■ WRITTEN TASK:
Select every line below that contains the string "dirt", treating uppercase and lowercase as different.

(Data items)

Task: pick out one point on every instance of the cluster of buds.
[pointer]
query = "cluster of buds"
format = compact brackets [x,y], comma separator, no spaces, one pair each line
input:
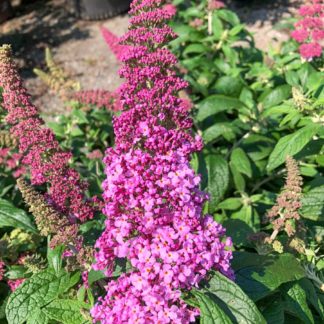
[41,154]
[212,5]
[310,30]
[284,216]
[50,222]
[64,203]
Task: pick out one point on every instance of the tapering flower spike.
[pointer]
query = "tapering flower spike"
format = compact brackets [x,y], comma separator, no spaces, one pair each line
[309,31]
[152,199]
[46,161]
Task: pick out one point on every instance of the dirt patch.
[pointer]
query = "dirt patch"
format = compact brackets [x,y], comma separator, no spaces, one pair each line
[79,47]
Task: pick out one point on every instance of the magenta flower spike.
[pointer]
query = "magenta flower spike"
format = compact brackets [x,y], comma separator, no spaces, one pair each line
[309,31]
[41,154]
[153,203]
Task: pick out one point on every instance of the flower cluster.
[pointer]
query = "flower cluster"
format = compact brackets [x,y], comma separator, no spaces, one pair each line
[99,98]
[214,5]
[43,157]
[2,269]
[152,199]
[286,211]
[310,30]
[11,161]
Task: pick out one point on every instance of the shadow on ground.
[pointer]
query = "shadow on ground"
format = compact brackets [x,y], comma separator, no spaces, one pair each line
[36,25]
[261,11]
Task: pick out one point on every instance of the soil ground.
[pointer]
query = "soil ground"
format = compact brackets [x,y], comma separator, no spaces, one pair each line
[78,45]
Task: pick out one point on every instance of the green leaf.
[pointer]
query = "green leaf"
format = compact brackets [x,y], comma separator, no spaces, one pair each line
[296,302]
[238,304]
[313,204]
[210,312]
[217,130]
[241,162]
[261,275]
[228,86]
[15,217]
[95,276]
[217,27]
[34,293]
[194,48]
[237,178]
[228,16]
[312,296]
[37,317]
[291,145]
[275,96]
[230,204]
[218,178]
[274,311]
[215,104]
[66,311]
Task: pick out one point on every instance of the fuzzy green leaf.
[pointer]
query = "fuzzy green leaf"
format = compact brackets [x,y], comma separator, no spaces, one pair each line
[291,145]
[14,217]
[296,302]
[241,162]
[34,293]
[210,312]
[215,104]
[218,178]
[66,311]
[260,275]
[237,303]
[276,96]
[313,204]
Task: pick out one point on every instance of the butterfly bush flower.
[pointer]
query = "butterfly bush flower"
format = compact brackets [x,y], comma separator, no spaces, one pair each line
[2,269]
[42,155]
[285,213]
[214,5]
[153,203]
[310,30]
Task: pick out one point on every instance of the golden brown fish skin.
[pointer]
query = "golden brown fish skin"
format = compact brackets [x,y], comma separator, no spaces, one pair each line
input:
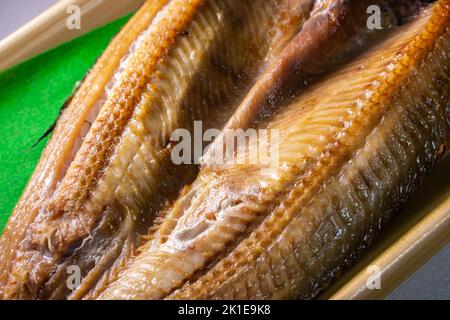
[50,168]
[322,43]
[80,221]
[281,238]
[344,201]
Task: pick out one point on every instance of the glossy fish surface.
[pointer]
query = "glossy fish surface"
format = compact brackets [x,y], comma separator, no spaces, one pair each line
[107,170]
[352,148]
--
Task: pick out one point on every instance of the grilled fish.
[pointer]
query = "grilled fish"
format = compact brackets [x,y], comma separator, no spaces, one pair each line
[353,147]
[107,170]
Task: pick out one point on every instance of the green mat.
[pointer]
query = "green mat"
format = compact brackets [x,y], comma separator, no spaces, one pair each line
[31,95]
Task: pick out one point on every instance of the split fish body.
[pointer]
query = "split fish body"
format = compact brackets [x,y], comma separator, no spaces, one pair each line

■ EXPECTED OUTPUT:
Task: pick out one point on every instance of the dirt patch.
query = "dirt patch"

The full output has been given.